Excerpt.
--
The Roar of A Lame Lion (2)

by Segun Akinyode

Aside the aforementioned, there is still palpable financial recklessness and wanton waste as demonstrated in the cases of graft, destruction of records, breaking of rules and connivance between government officials and private sector personnels to defraud government.

The next logical question that should agitate the mind of any discerning Nigerian, if corruption is to be banished from our shore, is how does one stop the policeman from demanding and collecting bribe from offenders? How can one convince the teacher, the lecturer, the instructor, the technologist that he should spend his contact hour in the classroom instead of chasing contracts all over the ministry? How can the farmer be discouraged from arbitrary increment of the price of his farm product? How can the civil servant abstain from conniving with elected officials to inflate contracts, destroy important files or certify a project completed when, indeed, the job is not executed? Can the Nigerian student be dissuaded from the notion that elected office means plundering and looting the treasury? Has the University undergraduates’ mind-set not been tuned to the perfection of Osomonism? The list is endless.

If Mr. Obasanjo is truly interested in banishing corruption into obscurity in Nigeria, he should declare his asset publicly. Not only that, he needs to convince Nigerians that he did not dip his hands into the nations cofers between 1976 and 1979 or actualize a process that allowed him undue advantage to the nation’s wealth. And that between 1999 and today, he has not indulged in any corruption – related acts.
--
Dataset section.
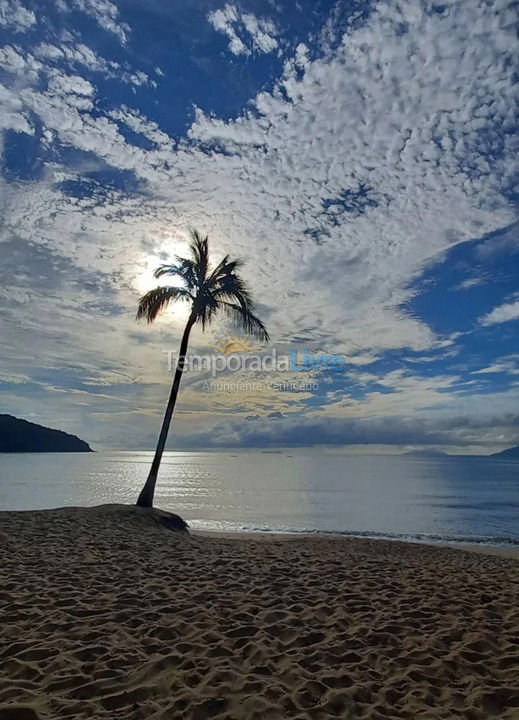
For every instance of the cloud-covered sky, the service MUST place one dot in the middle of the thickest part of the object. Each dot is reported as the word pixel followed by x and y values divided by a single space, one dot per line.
--
Tasks and exercises.
1 > Copy the corruption essay again, beginning at the words "by Segun Akinyode" and stopping after "to defraud government.", and swap "graft" for "bribery" along the way.
2 > According to the corruption essay, between which years should Mr. Obasanjo convince Nigerians that he did not dip his hands into the nation's coffers?
3 > Go on with the corruption essay, picking up after its final sentence.

Answers for the exercise.
1 >
by Segun Akinyode

Aside the aforementioned, there is still palpable financial recklessness and wanton waste as demonstrated in the cases of bribery, destruction of records, breaking of rules and connivance between government officials and private sector personnels to defraud government.

2 > Between 1976 and 1979.

3 >
As the man on whose table the buck of the fight against corruption stops, he should convince Nigerian that there is no connection between Operation Feed the Nation (OFN) and Obasanjo Farms Nigeria Ltd. (OFN). Nigerians are desirous of sound explanations, debunking the rumour that Mr. Obasanjo has been using his presidential might to do the Nigerian poultry market in in order to ensure that his vast poultry farm dominates the Nigerian poultry industry. Sir, which company won the contract for the supply of chicken to the 8th All African Games, and at what cost per chicken? Satisfactory answers to these posers and those that may surface during investigation should prepare the ground for the next scene in the plot.

Once the Nigerian hoi poloi are satisfied that their president and his aides are not corrupt and are not likely to be corrupt, the factors that should discourage them from being corrupt should be put in place.

But, before this is done, Mr. Obasanjo should understand that corruption in Nigeria is graded. The nature and structure of corruption peculiar to the elected office holder is not the same with the appointed political office holders.

The colour and operational tendencies of corruption in the civil service are quite different from those of the public service. The private sector does not subscribe to the modus-operandi of corruption in both the civil and the public sectors. Even, within these broad divisions, are certain ascribable features peculiar to the subsidiaries of each of the aforementioned divisions.

Thus, the farmer, the market man and woman, the traditional rulers hiding under the guise of serving the public, perpetrate all sorts of corrupt tendencies which their scales can accommodate. Those in the military – the soldiers, the naval ratings and officers, men of the air force, and the paramilitary men, all demonstrate their peculiar corrupt tendencies according to their degrees of inclination.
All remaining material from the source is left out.